Auftrag:
Kannst du aus dem Interview den Abschnitt wortgetreu abschreiben, der mit den Wörtern „DS: Kann man“ beginnt und mit „und eine Armee.“ endet?

+++ Textauszug +++

DS: Kann man das Massaker vom 7. Oktober 2023 mit der Shoah vergleichen?
OS: Ich denke, in der westlichen Welt gibt es nur eine Shoah, aber es gibt viele Genozide und beim Massaker der Hamas gibt es vieles, das an die Shoah erinnert, inklusive der Unglaublichkeit, dass noch immer so viele die Sicht der Hamas und damit ihre Ideologie unterstützen. Und auch in ihrem Hass, der Brutalität und in ihrem Sadismus sind die Terroristen sicherlich mit den Nazis vergleichbar. Eltern wurden Zeugen von unglaublich sadistischen Gräueltaten an ihren Kindern und umgekehrt. Auch die Bedrohung ist ähnlich – wie in der Nazizeit will die Hamas alle Juden auslöschen. Aber im Gegensatz zur Nazizeit haben wir heute einen Staat und eine Armee.
Man fragt sich aber, was hält diese Menschen, die im Gazastreifen gefangen gehalten werden, am Leben? Sind es die gleichen Mechanismen und Kräfte wie in den Todeslagern der Nazis? Es ist mir beinahe unmöglich vorzustellen, was diese Menschen durchmachen mussten und dass es eine meiner Töchter sein könnte, die unter diesen Umständen im Gazastreifen festgehalten wird. Und ich würde mir wünschen, dass jeder, der dieses Interview liest, nur für einen Moment die Augen schließt und versucht, sich das vorzustellen. Wenn die Welt das nicht stoppt, was da geschieht, wird es weitergeschehen, auch in anderen Ländern. Das wäre das Ende der westlichen Welt, wie wir sie kennen.
Rückkehr ins Leben möglich?
DS: Können die Geiseln, wenn sie befreit werden, noch in ein »normales« Leben zurückfinden?
OS: Das ist individuell sehr verschieden und auch abhängig von den Bedingungen, unter denen sie festgehalten wurden. Die meisten von ihnen können vielleicht ein normatives Leben führen, aber die Besserung wird sehr lange dauern. Und es ist auch etwas in ihnen zerbrochen, das man nicht mehr kitten kann.
Und was, wenn jemand nach seiner Rückkehr entdeckt, dass seine Frau und Kinder ermordet wurden? Dort im Gazastreifen wissen sie beinahe nichts darüber, was hier geschehen ist. Und manche werden noch jahrelang nicht wissen, was mit ihrem Kind oder anderen Angehörigen wirklich geschehen ist.
Es ist also ein ganzes Paket voll von schrecklichen Dingen, mit denen die Geiseln und ihre Familien fertig werden müssen. Und der Zustand der Familien verschlechtert sich mit dem langen Warten immer mehr. Auch sind für diejenigen Familien, die noch immer nicht wissen, ob ihre Söhne oder Ehemänner leben und jemals freigelassen werden, diese letzten Wochen der Implementierung des aktuellen Abkommens extrem schwierig und ihr Verlust trifft sie noch stärker als zuvor. Sie versuchen, weiter für die Freilassung der Geiseln zu kämpfen, aber ihre Kräfte sind diesem Kampf oft nicht mehr gewachsen.

+++ Datenauszug +++

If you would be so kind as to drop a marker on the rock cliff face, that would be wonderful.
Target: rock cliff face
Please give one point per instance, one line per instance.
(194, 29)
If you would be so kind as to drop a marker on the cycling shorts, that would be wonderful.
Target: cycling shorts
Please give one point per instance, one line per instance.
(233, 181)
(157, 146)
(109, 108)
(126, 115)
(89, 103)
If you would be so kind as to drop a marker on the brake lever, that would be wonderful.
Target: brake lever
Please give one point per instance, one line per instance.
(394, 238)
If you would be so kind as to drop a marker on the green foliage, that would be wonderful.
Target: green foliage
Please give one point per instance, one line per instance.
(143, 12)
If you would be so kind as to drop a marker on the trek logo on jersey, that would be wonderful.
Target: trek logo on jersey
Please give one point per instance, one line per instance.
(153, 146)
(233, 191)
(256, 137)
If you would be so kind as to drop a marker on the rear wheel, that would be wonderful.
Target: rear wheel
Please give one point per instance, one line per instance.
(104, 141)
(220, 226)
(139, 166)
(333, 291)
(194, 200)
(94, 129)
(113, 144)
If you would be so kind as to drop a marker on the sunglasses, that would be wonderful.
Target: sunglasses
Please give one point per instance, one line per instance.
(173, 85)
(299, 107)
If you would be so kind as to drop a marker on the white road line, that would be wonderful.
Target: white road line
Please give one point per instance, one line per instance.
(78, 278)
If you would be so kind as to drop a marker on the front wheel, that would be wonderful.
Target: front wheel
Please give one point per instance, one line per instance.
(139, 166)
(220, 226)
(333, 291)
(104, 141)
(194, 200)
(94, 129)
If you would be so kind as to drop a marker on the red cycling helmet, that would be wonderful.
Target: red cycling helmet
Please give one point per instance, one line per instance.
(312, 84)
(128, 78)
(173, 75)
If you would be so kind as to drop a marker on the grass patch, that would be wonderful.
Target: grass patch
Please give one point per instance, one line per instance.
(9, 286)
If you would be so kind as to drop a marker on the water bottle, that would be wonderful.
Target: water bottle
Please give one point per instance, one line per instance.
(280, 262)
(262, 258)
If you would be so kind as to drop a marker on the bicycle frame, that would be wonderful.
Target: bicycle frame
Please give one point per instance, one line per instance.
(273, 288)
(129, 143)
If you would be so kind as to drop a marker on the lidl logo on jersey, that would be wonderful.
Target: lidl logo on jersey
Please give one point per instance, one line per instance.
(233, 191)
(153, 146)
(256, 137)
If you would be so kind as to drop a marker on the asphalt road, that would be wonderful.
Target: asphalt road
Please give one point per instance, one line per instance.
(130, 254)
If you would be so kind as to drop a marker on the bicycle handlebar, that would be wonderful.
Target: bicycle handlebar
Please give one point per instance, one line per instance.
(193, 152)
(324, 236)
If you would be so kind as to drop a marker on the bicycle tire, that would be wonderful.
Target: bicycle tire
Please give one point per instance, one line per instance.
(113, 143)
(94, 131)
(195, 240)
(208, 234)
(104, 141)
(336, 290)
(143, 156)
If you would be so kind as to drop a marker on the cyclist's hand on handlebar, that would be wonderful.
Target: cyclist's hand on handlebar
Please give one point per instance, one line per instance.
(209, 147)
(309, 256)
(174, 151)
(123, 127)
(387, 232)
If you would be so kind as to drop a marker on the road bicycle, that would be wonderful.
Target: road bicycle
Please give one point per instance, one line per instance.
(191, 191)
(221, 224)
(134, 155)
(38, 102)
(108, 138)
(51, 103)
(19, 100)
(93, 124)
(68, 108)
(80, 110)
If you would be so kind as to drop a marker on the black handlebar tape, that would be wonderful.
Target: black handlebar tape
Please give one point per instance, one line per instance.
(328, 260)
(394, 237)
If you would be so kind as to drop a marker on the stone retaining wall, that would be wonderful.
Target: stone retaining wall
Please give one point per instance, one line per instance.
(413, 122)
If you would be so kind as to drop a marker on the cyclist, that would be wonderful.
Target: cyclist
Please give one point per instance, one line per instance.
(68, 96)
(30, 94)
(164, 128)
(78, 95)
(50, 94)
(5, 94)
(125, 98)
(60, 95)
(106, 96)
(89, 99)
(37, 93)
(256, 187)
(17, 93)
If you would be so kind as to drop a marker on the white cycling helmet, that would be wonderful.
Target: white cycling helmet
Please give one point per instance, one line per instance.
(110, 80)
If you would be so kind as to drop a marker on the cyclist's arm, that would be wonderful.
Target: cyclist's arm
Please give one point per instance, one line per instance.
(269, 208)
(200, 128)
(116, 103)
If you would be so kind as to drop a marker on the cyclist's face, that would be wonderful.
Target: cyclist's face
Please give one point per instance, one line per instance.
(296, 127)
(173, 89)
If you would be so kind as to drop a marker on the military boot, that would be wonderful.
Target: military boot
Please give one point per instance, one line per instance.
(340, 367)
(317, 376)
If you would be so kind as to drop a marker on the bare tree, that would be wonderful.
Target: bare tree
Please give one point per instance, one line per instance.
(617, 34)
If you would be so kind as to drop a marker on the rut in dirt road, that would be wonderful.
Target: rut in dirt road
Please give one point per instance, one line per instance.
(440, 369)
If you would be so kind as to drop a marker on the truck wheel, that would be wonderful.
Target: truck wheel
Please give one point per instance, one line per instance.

+++

Lösung:
DS: Kann man das Massaker vom 7. Oktober 2023 mit der Shoah vergleichen?
OS: Ich denke, in der westlichen Welt gibt es nur eine Shoah, aber es gibt viele Genozide und beim Massaker der Hamas gibt es vieles, das an die Shoah erinnert, inklusive der Unglaublichkeit, dass noch immer so viele die Sicht der Hamas und damit ihre Ideologie unterstützen. Und auch in ihrem Hass, der Brutalität und in ihrem Sadismus sind die Terroristen sicherlich mit den Nazis vergleichbar. Eltern wurden Zeugen von unglaublich sadistischen Gräueltaten an ihren Kindern und umgekehrt. Auch die Bedrohung ist ähnlich – wie in der Nazizeit will die Hamas alle Juden auslöschen. Aber im Gegensatz zur Nazizeit haben wir heute einen Staat und eine Armee.